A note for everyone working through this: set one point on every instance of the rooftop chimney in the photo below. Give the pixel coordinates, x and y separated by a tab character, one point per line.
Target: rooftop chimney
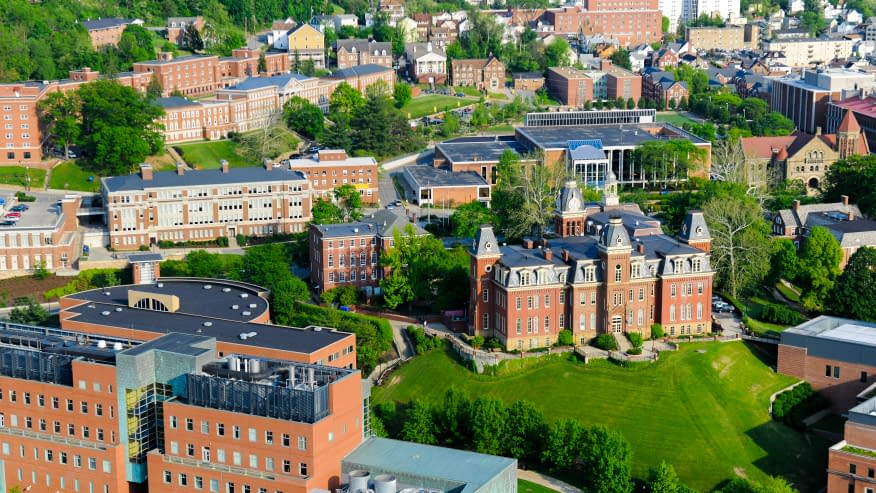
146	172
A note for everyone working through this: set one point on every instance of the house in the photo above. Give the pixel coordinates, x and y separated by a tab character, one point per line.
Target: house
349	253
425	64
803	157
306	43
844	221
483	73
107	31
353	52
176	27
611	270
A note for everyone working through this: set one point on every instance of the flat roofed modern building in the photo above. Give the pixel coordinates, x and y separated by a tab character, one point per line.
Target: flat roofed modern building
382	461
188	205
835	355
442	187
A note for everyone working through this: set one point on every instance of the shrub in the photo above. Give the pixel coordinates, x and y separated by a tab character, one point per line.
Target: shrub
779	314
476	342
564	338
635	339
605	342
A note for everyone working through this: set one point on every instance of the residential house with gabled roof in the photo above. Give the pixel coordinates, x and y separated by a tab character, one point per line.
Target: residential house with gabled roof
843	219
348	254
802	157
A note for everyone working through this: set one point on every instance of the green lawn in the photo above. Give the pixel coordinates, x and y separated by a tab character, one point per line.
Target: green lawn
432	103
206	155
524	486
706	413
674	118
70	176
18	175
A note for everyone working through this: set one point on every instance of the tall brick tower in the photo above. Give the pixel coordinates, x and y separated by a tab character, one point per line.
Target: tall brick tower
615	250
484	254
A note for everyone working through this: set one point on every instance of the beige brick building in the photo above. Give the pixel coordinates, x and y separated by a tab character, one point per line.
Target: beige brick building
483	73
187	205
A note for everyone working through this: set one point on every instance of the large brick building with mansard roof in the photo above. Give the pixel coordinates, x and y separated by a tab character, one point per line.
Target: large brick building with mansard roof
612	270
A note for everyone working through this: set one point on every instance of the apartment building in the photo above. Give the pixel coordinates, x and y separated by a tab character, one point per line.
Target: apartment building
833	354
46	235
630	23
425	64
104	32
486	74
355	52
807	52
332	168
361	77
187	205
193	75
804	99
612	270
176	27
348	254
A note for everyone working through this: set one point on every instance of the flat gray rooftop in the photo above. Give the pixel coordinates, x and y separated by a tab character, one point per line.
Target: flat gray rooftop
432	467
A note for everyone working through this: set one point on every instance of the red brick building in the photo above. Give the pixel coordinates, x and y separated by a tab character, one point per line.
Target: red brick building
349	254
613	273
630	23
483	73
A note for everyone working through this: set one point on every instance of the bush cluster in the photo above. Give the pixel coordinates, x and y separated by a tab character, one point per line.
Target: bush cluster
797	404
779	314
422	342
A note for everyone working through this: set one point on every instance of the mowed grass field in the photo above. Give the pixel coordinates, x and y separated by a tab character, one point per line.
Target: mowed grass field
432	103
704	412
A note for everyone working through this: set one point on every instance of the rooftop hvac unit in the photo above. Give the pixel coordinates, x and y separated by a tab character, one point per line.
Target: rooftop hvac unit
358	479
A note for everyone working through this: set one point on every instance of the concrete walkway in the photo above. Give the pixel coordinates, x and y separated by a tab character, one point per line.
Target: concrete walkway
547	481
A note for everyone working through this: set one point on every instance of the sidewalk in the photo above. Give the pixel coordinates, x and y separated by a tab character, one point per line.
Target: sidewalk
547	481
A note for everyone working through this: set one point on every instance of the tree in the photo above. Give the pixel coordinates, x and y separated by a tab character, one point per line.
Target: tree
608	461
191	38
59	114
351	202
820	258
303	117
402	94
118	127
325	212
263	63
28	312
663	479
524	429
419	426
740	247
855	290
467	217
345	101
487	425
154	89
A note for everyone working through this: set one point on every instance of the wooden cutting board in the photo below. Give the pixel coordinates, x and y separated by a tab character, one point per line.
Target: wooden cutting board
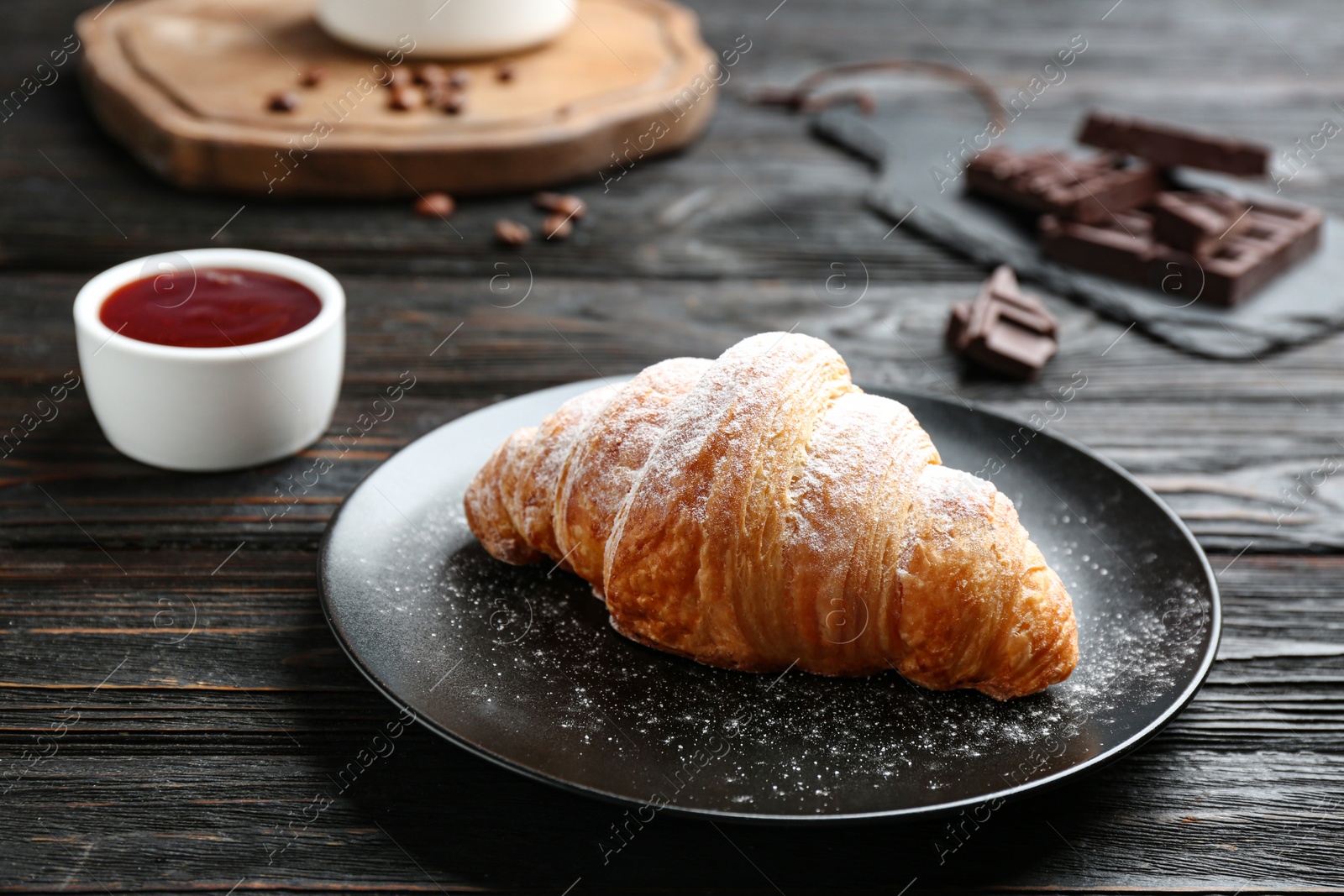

++++++++

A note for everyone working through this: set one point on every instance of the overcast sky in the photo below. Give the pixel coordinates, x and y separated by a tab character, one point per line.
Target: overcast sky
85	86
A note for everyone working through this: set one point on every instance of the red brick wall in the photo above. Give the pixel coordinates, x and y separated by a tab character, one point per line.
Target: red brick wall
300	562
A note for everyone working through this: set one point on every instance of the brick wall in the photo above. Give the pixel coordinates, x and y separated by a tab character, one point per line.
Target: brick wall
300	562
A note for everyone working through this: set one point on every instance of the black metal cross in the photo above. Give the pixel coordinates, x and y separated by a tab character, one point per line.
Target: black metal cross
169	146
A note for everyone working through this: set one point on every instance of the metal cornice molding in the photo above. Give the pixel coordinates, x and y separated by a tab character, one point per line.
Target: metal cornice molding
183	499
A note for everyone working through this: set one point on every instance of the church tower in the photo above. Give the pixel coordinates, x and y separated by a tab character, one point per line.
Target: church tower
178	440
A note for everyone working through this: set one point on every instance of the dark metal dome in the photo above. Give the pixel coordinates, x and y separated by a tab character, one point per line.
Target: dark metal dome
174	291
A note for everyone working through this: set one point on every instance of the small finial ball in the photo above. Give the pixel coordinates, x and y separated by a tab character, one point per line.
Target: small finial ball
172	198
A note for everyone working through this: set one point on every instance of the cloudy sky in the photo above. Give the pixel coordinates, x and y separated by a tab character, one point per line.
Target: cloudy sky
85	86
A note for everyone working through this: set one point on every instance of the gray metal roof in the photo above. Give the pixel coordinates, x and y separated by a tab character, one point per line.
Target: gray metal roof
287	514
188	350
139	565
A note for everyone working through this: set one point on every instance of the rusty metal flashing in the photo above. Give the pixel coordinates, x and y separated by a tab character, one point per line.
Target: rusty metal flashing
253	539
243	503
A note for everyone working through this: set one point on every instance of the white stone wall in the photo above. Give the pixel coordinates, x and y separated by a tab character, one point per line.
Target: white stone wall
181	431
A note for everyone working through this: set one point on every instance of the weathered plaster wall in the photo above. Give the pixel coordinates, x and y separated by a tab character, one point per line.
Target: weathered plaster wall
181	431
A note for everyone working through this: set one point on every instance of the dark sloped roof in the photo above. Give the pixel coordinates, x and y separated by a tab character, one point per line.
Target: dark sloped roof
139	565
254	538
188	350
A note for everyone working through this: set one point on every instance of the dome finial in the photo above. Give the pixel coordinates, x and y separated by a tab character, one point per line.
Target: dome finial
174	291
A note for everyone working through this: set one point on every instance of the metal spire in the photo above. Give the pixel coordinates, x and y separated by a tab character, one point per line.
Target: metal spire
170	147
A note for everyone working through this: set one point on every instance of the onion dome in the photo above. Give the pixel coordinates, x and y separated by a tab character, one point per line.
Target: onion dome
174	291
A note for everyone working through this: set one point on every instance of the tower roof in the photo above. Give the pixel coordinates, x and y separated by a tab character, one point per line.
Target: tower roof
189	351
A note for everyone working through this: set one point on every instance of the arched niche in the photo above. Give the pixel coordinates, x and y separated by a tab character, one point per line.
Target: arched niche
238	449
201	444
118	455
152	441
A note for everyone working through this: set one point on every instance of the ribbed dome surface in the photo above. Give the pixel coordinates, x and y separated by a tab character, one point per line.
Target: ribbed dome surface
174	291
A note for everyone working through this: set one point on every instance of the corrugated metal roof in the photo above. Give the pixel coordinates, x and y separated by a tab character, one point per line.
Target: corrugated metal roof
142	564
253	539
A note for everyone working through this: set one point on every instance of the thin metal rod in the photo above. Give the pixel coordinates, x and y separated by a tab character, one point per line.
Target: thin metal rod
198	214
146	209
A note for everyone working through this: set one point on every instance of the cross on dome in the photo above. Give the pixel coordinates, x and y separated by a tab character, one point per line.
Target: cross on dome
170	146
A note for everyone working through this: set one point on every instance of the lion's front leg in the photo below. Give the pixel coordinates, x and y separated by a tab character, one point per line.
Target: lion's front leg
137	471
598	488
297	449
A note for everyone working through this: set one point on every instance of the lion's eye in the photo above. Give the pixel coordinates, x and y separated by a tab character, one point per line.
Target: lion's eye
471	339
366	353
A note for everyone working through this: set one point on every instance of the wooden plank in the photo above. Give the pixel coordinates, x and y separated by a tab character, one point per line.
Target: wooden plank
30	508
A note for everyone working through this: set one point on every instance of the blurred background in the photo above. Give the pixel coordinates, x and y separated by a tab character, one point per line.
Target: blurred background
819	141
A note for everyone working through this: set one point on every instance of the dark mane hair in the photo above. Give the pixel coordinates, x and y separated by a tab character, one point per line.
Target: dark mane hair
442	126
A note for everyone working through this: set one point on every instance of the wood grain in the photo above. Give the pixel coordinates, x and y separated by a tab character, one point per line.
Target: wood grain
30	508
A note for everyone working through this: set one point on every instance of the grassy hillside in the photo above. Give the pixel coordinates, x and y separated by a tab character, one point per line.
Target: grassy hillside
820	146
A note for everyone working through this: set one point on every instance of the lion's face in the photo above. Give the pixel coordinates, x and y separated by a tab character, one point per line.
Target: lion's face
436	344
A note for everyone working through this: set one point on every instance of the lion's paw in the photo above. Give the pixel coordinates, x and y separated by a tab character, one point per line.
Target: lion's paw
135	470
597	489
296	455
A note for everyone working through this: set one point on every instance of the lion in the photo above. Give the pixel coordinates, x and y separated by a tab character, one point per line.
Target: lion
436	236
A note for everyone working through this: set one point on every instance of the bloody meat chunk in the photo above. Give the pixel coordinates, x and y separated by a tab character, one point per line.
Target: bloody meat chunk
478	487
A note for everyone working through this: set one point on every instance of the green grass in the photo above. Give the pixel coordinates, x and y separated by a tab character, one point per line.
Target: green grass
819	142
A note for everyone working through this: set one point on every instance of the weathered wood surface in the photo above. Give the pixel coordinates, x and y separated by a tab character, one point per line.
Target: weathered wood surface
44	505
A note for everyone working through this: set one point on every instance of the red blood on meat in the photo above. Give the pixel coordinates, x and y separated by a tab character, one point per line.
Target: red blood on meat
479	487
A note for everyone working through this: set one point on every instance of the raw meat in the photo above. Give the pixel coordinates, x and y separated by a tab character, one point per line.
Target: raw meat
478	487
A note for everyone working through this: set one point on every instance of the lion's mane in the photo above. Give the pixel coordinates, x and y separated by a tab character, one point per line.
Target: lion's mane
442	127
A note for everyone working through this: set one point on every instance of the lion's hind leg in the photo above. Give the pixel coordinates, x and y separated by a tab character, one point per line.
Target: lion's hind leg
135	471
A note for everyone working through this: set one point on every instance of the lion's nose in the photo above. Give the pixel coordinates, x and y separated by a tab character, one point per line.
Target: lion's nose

++++++++

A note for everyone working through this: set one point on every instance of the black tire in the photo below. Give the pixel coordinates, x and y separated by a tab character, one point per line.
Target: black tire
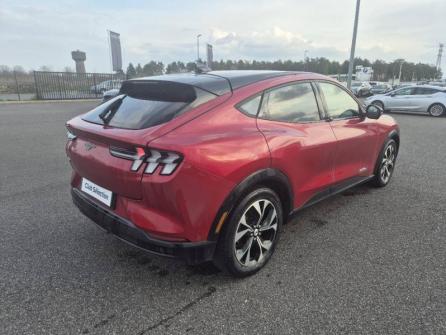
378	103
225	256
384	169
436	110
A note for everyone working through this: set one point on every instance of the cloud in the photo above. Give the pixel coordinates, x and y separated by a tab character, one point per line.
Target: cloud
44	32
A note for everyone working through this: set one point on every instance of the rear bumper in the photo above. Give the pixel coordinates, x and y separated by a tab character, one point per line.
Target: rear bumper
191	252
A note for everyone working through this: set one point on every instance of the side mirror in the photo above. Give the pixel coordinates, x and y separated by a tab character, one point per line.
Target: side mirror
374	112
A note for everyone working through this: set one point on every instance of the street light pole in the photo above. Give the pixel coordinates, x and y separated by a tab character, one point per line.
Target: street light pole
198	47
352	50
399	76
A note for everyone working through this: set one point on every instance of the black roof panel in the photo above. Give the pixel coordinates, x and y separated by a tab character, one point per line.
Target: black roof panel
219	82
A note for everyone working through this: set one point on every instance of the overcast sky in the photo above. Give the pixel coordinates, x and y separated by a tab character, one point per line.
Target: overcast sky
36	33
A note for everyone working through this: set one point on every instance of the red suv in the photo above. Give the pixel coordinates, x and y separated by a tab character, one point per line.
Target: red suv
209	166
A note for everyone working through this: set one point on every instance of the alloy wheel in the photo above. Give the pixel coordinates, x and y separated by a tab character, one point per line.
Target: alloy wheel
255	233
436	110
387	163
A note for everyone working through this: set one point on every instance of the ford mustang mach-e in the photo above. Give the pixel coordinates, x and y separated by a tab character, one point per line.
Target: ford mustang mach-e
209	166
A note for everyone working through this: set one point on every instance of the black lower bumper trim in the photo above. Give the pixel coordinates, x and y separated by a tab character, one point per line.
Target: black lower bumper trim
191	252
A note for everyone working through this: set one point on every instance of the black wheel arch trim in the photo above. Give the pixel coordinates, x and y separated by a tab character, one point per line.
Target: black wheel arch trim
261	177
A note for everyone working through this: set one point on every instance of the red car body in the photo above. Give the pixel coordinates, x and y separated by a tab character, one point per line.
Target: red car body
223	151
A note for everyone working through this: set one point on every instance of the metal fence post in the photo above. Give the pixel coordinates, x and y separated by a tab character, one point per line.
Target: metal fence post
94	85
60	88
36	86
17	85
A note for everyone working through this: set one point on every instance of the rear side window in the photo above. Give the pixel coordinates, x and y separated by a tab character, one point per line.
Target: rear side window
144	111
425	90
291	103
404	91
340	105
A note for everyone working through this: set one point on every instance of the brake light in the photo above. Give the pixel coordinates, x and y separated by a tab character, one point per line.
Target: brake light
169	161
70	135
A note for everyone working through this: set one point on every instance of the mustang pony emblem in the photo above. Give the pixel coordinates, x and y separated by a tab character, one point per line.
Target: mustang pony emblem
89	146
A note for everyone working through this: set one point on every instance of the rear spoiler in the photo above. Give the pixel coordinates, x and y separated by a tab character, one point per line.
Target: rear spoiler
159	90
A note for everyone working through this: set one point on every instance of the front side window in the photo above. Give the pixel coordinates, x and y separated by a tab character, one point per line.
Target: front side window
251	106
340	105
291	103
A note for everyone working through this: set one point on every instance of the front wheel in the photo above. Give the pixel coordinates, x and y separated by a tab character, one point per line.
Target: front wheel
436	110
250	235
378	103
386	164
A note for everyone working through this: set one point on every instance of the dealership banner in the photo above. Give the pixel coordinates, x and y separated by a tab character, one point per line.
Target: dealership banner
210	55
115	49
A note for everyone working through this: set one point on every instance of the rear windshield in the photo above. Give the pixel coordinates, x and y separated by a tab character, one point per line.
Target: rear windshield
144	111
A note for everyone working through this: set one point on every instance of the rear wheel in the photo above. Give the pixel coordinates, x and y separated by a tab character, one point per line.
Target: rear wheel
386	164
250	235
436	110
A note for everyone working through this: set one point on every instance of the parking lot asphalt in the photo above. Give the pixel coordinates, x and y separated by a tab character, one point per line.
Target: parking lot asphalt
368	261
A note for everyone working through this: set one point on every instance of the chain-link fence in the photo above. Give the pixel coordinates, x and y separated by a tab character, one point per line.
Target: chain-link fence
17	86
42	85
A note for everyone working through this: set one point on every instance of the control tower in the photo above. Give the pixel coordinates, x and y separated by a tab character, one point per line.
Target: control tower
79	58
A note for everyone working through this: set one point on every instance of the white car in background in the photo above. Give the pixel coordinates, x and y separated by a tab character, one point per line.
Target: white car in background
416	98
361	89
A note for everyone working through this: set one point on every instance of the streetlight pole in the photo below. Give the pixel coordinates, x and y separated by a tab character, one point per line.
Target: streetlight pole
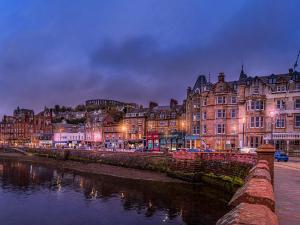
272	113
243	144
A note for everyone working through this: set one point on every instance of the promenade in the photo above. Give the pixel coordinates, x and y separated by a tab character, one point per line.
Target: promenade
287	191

++++++++

■ QUÉ HACER
Por favor, cuenta las líneas de los datos de arriba que contienen la palabra "small". Da solo el número.

■ RESPUESTA CORRECTA
2